WHAT YOU ARE ASKED TO DO:
Find the line with "Task: Where can the crowd" in the entries below, then reproduce it and every line after it down to and including the line with "Task: Where can the mowed", exactly.

Point localization data:
◆ ◆ ◆ ◆
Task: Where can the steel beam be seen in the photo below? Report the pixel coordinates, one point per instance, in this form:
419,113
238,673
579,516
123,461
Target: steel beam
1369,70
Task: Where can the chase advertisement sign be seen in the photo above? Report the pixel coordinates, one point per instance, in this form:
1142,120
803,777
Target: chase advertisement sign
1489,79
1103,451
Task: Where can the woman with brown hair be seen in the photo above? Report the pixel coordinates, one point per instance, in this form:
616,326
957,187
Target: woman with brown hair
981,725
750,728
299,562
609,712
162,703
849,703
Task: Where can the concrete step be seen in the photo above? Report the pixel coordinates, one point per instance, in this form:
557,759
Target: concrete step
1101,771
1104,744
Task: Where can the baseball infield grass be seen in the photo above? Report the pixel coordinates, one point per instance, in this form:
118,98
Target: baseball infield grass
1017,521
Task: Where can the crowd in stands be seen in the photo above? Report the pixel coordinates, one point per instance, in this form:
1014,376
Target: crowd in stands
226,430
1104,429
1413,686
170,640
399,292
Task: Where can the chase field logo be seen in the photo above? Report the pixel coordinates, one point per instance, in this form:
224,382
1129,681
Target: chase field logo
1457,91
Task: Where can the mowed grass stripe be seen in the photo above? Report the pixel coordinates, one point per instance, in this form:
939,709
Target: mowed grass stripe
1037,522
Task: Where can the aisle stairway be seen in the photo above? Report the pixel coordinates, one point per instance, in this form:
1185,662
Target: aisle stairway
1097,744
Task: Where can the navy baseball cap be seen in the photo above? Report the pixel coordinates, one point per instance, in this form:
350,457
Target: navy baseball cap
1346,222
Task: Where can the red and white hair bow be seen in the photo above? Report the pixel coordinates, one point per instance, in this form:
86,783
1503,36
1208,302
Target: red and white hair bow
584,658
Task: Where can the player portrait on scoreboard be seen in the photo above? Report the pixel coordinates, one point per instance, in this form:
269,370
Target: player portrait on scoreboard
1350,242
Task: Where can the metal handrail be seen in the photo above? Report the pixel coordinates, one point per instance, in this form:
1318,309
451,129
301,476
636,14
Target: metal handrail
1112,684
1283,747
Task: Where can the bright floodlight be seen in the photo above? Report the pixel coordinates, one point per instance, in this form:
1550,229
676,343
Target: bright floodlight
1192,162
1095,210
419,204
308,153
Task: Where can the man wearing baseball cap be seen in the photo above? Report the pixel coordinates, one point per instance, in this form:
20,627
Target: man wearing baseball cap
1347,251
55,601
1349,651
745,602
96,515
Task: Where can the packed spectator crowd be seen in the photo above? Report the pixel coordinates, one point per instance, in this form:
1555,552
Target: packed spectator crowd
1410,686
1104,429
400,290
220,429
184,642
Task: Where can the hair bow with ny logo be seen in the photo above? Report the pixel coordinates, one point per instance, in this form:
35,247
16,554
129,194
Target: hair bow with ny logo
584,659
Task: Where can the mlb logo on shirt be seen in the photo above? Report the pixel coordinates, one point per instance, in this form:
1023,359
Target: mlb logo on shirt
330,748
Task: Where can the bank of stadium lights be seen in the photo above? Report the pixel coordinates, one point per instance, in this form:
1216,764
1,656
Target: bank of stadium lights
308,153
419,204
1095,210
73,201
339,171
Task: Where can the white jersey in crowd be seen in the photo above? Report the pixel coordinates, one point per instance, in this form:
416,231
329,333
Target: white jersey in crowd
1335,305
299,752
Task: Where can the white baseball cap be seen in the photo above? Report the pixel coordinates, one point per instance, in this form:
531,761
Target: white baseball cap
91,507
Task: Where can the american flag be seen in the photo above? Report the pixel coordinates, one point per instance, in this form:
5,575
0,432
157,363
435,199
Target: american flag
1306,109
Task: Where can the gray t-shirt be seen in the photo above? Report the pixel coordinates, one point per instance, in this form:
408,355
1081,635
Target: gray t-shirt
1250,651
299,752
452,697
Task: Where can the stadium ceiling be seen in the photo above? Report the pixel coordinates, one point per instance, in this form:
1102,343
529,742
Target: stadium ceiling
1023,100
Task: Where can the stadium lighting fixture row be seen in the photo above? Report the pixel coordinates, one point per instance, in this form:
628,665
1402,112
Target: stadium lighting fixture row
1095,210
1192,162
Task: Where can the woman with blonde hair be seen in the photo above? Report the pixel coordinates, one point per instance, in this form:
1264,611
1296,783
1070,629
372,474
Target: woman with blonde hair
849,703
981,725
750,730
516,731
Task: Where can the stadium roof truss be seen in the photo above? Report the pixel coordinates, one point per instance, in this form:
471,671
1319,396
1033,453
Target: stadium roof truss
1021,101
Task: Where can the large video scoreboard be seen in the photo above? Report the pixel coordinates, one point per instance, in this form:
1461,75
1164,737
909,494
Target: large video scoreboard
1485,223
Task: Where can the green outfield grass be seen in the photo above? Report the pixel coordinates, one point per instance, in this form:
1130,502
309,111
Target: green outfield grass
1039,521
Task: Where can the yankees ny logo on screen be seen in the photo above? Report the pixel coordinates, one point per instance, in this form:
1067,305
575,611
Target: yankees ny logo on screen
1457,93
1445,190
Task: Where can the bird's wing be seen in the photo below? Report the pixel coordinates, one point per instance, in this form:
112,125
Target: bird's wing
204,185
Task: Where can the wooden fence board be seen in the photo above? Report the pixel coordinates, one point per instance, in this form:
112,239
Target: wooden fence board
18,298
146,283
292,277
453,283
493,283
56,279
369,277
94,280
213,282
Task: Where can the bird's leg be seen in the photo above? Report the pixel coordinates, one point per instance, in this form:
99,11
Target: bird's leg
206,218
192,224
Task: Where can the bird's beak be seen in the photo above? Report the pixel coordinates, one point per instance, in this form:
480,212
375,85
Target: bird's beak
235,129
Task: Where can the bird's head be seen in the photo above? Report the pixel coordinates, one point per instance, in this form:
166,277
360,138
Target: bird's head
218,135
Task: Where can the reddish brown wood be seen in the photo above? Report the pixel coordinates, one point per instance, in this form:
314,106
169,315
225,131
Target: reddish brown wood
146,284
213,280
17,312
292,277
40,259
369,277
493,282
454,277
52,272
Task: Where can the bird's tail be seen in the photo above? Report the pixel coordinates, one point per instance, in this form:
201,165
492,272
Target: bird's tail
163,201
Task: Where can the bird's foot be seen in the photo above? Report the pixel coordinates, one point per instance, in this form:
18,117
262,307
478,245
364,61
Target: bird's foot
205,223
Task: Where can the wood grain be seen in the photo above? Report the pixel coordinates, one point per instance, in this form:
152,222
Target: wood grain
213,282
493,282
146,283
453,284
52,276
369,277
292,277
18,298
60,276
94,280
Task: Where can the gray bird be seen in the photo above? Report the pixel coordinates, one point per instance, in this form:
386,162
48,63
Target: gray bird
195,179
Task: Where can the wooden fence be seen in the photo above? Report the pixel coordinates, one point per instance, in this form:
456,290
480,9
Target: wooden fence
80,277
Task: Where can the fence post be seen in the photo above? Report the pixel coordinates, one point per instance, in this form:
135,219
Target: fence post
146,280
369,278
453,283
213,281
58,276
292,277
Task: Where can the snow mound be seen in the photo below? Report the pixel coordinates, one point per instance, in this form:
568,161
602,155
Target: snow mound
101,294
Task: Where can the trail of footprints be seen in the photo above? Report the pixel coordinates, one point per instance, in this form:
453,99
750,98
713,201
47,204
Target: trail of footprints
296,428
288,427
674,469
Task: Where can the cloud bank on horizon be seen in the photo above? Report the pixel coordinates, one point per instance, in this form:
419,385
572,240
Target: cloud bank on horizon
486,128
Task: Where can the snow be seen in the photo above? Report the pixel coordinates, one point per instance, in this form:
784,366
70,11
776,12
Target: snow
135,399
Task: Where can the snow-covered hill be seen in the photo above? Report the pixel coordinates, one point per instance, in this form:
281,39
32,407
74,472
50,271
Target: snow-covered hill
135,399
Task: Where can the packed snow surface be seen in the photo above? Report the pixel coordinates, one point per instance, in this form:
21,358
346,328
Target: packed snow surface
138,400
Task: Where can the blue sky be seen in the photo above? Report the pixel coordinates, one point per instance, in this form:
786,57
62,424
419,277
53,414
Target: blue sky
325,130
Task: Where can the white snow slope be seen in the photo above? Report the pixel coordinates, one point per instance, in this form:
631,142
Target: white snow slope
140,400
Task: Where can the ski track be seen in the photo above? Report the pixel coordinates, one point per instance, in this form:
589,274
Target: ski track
◆ ◆ ◆ ◆
FINAL ANSWER:
Task: Where can the crowd in stands be seen in the photo above? Report the pixel coordinates, one point per instance, in this form:
1014,376
Target: crowd in stands
226,430
1104,429
1413,686
170,640
399,292
Task: Where can the chase field logo be seen in the photo above? Report the pixel coordinates, one point per instance, in this form:
224,382
1129,681
Target: chase field logo
1457,91
Task: Where can the mowed grass stripe be seen in the photo above? Report the pixel coordinates, one point per instance, in this form:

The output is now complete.